[Pointing dataset excerpts]
◇ ◇ ◇ ◇ ◇
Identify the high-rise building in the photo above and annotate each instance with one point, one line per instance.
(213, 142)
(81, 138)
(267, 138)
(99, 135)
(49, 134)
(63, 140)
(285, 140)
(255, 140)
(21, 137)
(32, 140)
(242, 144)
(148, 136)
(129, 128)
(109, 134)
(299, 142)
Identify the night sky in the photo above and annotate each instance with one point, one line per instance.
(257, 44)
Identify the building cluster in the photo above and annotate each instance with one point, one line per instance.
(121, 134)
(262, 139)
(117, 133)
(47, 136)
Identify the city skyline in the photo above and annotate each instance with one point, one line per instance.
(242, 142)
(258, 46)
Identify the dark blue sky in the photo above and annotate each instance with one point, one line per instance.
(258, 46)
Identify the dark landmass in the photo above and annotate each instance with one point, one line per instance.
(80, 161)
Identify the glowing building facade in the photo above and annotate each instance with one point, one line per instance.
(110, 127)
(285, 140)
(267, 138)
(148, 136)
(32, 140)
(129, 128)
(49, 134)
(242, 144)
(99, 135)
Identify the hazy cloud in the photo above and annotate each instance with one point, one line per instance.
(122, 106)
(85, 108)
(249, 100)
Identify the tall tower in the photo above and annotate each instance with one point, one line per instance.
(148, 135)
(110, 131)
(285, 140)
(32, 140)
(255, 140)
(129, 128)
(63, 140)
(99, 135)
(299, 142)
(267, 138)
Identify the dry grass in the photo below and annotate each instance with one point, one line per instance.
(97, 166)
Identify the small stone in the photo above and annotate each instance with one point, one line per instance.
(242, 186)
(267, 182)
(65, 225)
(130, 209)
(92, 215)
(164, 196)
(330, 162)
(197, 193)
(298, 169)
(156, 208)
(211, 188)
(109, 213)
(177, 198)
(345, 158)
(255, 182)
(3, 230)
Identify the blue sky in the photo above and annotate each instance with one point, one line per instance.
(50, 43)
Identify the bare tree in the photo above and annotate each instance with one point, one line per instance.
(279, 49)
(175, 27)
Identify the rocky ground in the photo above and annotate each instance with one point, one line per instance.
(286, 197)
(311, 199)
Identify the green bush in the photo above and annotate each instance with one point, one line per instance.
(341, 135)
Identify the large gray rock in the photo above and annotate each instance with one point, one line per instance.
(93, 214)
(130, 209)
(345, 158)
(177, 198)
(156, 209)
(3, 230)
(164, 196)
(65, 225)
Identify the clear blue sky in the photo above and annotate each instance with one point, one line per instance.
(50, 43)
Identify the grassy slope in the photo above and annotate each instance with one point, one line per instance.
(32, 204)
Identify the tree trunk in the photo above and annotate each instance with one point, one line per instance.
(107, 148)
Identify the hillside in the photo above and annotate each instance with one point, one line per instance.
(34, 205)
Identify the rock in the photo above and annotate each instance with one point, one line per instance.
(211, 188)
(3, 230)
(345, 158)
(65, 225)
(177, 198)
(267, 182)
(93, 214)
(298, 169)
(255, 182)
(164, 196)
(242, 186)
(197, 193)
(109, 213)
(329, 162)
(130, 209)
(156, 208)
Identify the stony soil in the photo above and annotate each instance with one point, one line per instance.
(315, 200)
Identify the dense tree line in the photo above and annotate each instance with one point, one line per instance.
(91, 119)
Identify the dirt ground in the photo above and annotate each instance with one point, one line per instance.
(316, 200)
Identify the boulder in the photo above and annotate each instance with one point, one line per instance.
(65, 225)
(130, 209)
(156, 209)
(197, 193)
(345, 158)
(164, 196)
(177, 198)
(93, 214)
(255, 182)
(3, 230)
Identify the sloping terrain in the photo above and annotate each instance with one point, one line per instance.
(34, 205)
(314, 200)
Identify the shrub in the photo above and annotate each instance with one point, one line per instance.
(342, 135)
◇ ◇ ◇ ◇ ◇
* _Exercise details_
Reproduce the full listing word for word.

* _Written response_
Identify the high-rise building in the photo above and annotate each instance with one point, one line per instance.
(213, 142)
(81, 138)
(267, 138)
(99, 135)
(49, 134)
(63, 140)
(285, 140)
(255, 140)
(21, 137)
(32, 140)
(242, 144)
(148, 136)
(129, 128)
(109, 134)
(299, 142)
Identify the night sky in the photo above and annotate each instance with one point, one line per instance.
(257, 44)
Identify the building cluster in the photo above and annotate each instance with one point, one line per instance.
(121, 134)
(262, 139)
(117, 133)
(47, 136)
Identify the city skyline in the photo above and annotate each instance with one point, one line per instance.
(242, 142)
(258, 46)
Identify the dark blue sky in the photo above and annotate each instance with one point, one line per instance.
(258, 46)
Identify the dark landmass in the photo above and annotate each instance with one point, one line per instance.
(80, 161)
Identify the glowing building facade in the photo above and annotate each instance with one point, one line per instance.
(110, 127)
(285, 140)
(267, 138)
(148, 136)
(32, 140)
(129, 128)
(49, 134)
(242, 144)
(99, 135)
Identify the hazy cloud in the photo above and annotate each instance with one point, one line per instance.
(122, 106)
(85, 108)
(249, 100)
Identify the tall tower in the photo above and annotate each instance with one point, one line per instance.
(148, 135)
(110, 131)
(285, 140)
(32, 140)
(255, 140)
(129, 128)
(63, 140)
(99, 135)
(299, 142)
(267, 138)
Identify the dry grass in the photo below and annotate each instance with one point, one line per instance.
(97, 166)
Identify the small stone in the photo above and annotate each instance with one point, one line per instance.
(242, 186)
(267, 182)
(65, 225)
(130, 209)
(92, 215)
(164, 196)
(330, 162)
(197, 193)
(298, 169)
(156, 208)
(211, 188)
(109, 213)
(177, 198)
(345, 158)
(255, 182)
(3, 230)
Identify the blue sky in the photo above and annotate each instance with one point, one line per instance.
(50, 43)
Identify the bare tree in the photo above and annotate each instance with one point, one line per instance.
(279, 49)
(175, 27)
Identify the rocky ground in the photo above and annotate each instance with one point, one line per instance.
(286, 197)
(311, 199)
Identify the green bush in the photo above and annotate each instance with one point, one line per instance.
(341, 135)
Identify the large gray rock in the photo above and annotate each instance with one point, one line per instance.
(93, 214)
(130, 209)
(345, 158)
(177, 198)
(156, 209)
(3, 230)
(164, 196)
(65, 225)
Identify the clear blue sky in the photo above and annotate each instance with one point, one line per instance.
(50, 43)
Identify the grassy slope in the photo above and annotate each instance with one point, one line per instance.
(32, 204)
Identify the tree trunk in the photo above and annotate each instance with one point, one line per instance.
(107, 148)
Identify the hillside in the photo above and annotate each instance with one point, one line per instance.
(34, 205)
Identify the rock in the photo above and annotate each instance with one point, one line per instance.
(211, 188)
(3, 230)
(345, 158)
(65, 225)
(177, 198)
(267, 182)
(93, 214)
(298, 169)
(255, 182)
(164, 196)
(242, 186)
(197, 193)
(109, 213)
(329, 162)
(130, 209)
(156, 208)
Identify the stony soil in the photo above and annotate each instance with one point, one line per instance.
(315, 200)
Identify the dense tree line in the photo above and annotate each instance with one point, one line per instance.
(91, 119)
Identify the dirt ground in the photo above and annotate each instance with one point, one line per instance.
(316, 200)
Identify the boulder in the photo above and annotate each instance with one point, one line per instance.
(65, 225)
(130, 209)
(156, 209)
(197, 193)
(345, 158)
(164, 196)
(177, 198)
(93, 214)
(255, 182)
(3, 230)
Identify the sloping terrain in the photo above and annotate each instance with one point, one line per instance.
(34, 205)
(314, 200)
Identify the shrub in the photo above and annotate each instance with one point, one line per instance.
(342, 135)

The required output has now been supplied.